__MATERIAL SHOWN__

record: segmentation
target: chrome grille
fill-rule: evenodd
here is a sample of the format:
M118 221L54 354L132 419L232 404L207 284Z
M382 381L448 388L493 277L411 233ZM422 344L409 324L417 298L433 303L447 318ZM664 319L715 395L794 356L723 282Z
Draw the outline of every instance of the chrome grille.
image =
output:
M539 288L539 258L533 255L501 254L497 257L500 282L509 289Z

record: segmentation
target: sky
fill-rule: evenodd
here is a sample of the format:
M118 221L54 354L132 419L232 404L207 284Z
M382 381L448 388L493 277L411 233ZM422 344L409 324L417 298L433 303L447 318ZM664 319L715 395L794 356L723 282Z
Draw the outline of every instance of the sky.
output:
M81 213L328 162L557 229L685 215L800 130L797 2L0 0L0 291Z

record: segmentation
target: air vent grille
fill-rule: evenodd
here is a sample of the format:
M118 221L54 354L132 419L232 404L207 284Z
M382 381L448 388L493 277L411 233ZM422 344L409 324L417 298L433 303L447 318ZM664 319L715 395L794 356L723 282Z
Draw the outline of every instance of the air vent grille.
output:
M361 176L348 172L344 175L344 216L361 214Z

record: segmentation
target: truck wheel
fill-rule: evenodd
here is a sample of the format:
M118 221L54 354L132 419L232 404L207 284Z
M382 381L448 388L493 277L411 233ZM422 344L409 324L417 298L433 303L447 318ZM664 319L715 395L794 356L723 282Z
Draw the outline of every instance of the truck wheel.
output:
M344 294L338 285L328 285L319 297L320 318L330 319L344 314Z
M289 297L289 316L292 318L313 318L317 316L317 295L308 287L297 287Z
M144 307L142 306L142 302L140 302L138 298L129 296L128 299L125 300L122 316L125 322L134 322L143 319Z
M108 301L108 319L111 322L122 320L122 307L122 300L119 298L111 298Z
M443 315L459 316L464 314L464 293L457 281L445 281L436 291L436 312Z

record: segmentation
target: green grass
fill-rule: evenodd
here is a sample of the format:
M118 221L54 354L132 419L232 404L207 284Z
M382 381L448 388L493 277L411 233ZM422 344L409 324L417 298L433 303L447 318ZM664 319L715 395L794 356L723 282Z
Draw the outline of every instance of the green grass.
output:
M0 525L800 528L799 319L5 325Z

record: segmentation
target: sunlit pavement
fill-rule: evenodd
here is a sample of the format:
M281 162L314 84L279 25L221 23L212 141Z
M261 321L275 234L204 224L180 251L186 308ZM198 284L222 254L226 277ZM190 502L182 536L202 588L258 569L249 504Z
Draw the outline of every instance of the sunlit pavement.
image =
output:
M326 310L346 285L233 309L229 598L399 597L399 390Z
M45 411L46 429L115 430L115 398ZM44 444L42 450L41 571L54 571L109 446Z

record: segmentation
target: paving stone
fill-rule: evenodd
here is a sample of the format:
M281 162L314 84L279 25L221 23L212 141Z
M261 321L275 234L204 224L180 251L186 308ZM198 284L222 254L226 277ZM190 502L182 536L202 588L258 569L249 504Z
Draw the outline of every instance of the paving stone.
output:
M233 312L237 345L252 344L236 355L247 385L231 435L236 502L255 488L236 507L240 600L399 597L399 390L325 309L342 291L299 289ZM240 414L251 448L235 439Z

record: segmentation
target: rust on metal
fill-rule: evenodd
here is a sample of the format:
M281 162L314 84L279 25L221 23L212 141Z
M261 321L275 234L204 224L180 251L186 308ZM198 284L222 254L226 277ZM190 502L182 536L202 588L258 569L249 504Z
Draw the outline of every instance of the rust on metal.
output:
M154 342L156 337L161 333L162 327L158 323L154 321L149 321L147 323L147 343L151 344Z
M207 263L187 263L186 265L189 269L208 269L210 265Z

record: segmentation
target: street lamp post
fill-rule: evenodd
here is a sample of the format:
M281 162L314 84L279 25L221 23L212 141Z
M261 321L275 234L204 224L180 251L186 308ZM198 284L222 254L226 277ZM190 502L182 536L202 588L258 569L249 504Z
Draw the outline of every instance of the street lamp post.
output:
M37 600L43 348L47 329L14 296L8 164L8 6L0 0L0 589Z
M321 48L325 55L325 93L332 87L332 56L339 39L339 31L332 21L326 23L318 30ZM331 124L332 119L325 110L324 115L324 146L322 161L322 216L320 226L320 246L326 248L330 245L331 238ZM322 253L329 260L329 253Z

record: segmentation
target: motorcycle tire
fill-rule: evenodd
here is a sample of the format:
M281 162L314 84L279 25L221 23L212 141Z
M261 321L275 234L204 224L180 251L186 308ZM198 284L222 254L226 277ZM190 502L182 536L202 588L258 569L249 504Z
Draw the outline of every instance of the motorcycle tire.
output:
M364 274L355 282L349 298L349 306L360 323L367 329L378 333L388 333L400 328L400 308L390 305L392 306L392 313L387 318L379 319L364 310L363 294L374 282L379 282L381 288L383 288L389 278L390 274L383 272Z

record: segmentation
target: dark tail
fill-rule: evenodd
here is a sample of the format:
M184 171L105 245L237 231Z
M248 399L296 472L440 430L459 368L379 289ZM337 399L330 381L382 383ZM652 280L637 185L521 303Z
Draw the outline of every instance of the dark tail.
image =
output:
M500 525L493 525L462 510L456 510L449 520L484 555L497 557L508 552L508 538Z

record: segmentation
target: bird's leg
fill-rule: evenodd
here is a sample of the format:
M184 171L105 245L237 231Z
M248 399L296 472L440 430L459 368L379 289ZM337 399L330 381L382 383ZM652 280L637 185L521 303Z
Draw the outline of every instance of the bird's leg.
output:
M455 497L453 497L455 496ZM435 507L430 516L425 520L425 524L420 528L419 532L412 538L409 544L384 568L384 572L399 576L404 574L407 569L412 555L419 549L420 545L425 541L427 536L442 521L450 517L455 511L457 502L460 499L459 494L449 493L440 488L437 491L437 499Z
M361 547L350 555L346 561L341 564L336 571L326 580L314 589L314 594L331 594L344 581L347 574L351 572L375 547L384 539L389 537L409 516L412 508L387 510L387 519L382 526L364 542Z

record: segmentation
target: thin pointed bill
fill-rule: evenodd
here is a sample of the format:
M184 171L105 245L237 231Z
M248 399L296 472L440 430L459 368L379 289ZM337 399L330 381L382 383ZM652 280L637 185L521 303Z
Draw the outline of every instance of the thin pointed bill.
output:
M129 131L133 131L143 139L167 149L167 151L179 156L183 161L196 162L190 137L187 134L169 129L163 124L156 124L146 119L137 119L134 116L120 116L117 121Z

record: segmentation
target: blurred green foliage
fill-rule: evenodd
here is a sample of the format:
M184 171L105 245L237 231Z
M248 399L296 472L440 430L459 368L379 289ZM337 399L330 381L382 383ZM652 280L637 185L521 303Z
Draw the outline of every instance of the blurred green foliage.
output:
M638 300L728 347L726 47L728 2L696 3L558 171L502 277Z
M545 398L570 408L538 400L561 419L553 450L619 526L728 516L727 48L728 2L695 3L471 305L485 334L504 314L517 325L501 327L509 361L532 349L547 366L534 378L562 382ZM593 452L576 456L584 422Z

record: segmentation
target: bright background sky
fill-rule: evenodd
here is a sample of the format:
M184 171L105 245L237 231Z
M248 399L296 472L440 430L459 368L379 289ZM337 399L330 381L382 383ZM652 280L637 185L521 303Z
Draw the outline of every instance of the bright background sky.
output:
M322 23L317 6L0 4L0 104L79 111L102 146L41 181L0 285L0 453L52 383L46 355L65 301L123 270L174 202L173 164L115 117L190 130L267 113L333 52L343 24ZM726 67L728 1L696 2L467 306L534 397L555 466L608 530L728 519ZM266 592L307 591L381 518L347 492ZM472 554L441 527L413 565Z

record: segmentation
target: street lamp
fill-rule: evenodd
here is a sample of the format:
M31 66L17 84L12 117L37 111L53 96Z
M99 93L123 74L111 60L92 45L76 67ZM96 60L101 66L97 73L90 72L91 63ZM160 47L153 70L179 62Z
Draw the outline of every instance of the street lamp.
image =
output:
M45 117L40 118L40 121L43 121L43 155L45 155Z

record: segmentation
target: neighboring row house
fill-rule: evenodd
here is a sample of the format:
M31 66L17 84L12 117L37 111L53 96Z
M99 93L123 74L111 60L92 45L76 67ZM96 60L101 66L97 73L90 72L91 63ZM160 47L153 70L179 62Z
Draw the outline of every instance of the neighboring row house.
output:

__EXERCISE OBJECTIVE__
Reply with the lines from the one that contains "Draw the outline of every instance of the street lamp." through the last line of the material above, copied exactly and nothing else.

__WRITTEN ANSWER__
Draw the outline of every instance of the street lamp.
image =
output:
M45 117L40 118L40 121L43 121L43 155L45 155Z

record: segmentation
target: neighboring row house
fill-rule: evenodd
here is a sample of the format:
M31 66L17 84L12 117L37 111L53 96Z
M99 93L123 74L111 60L92 45L76 67ZM96 60L101 66L97 73L90 72L91 63ZM160 47L153 70L179 62Z
Draw the outline of every instance of the neighboring row house.
output:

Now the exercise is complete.